> **Document text**
Background: Neonatal jaundice occurs in more than 80% of newborn infants. Although mild jaundice is physiologic and possibly neuroprotective, severe hyperbilirubinemia can lead to neurologic dysfunction and death. Hyperbilirubinemia is due to an imbalance between bilirubin production and the developing excretory capacity in the first days of life. Management utilizes total serum bilirubin (TSB) levels, although recent advances suggest a role for unbound bilirubin.
Goals: The goal of this review is to examine bilirubin biology, toxicology, and clinical effects, discuss preventive and therapeutic measures, describe neurodevelopmental consequences, and propose that, with the advent of new technology, unbound bilirubin is the optimal measurement for the management.
Methods: Comprehensive review on neonatal hyperbilirubinemia.
Results: Neonatal hyperbilirubinemia can be prevented by tin mesoporphyrin to limit heme oxygenase activity, a key enzyme in bilirubin production, or restricting bilirubin's absorption from the gastrointestinal tract. Treatment modalities include removing bilirubin from the body by exchange transfusion, binding to immunoglobulin, or converting it to a water-soluble isomer with phototherapy. While these approaches have evolved during the past decades, the diagnosis, intervention indications, and prognosis have consistently relied on TSB concentration despite its poor ability to predict an outcome.

> **Check your understanding**
a: Reproduce the neonatal hyperbilirubinemia text verbatim from "Background: Neonatal jaundice" up to and including "for unbound bilirubin.".
b: Continue the review on neonatal hyperbilirubinemia from its last sentence.
The items that come next have no connection to the neonatal hyperbilirubinemia text.

> **Referring expression pointing data**
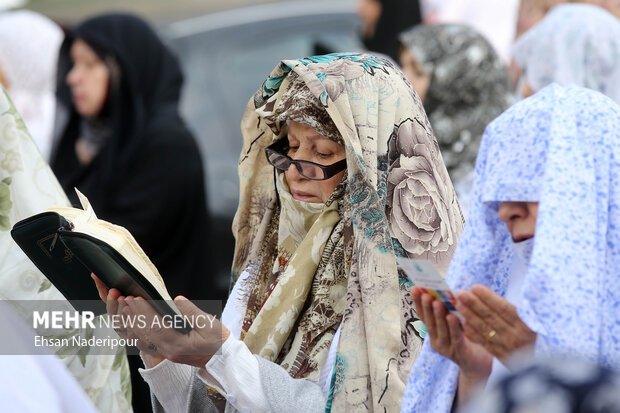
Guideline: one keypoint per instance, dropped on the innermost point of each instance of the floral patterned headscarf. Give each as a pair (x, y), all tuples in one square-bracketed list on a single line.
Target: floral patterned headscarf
[(560, 148), (398, 201)]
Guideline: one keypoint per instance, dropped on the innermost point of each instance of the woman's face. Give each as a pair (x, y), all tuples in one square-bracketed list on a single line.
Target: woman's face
[(415, 73), (88, 79), (308, 145), (520, 218)]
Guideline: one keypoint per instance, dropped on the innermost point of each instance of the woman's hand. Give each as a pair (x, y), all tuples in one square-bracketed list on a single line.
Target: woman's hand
[(492, 322), (115, 305), (447, 338), (156, 336)]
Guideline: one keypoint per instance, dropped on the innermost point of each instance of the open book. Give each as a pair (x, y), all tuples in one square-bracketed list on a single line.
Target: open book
[(67, 244)]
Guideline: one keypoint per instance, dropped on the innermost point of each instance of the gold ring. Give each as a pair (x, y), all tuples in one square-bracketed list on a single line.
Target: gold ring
[(491, 334)]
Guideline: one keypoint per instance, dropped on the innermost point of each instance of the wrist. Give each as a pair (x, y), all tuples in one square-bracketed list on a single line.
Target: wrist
[(151, 360)]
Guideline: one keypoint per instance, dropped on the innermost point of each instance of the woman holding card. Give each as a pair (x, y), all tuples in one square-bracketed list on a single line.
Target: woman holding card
[(540, 255)]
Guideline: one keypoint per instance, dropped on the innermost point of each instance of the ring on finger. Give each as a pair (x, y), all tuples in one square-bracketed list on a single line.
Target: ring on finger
[(491, 335)]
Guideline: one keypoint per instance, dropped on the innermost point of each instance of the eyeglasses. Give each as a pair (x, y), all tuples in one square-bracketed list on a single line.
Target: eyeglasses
[(276, 156)]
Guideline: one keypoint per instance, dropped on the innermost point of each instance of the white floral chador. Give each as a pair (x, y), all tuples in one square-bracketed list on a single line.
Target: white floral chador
[(28, 187), (327, 266)]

> **Results for the exercise**
a:
Background: Neonatal jaundice occurs in more than 80% of newborn infants. Although mild jaundice is physiologic and possibly neuroprotective, severe hyperbilirubinemia can lead to neurologic dysfunction and death. Hyperbilirubinemia is due to an imbalance between bilirubin production and the developing excretory capacity in the first days of life. Management utilizes total serum bilirubin (TSB) levels, although recent advances suggest a role for unbound bilirubin.

b:
Conclusions: Total serum bilirubin is inadequate to optimize care of the term and preterm infant with hyperbilirubinemia. A rapid, accurate, and more effective indicator of bilirubin neurotoxicity is needed to manage jaundiced infants and for the universal screening of newborn infants. Future measurements of free bilirubin unattached to albumin will improve the management of neonatal hyperbilirubinemia.
Keywords: Hyperbilirubinemia; newborn; unbound bilirubin.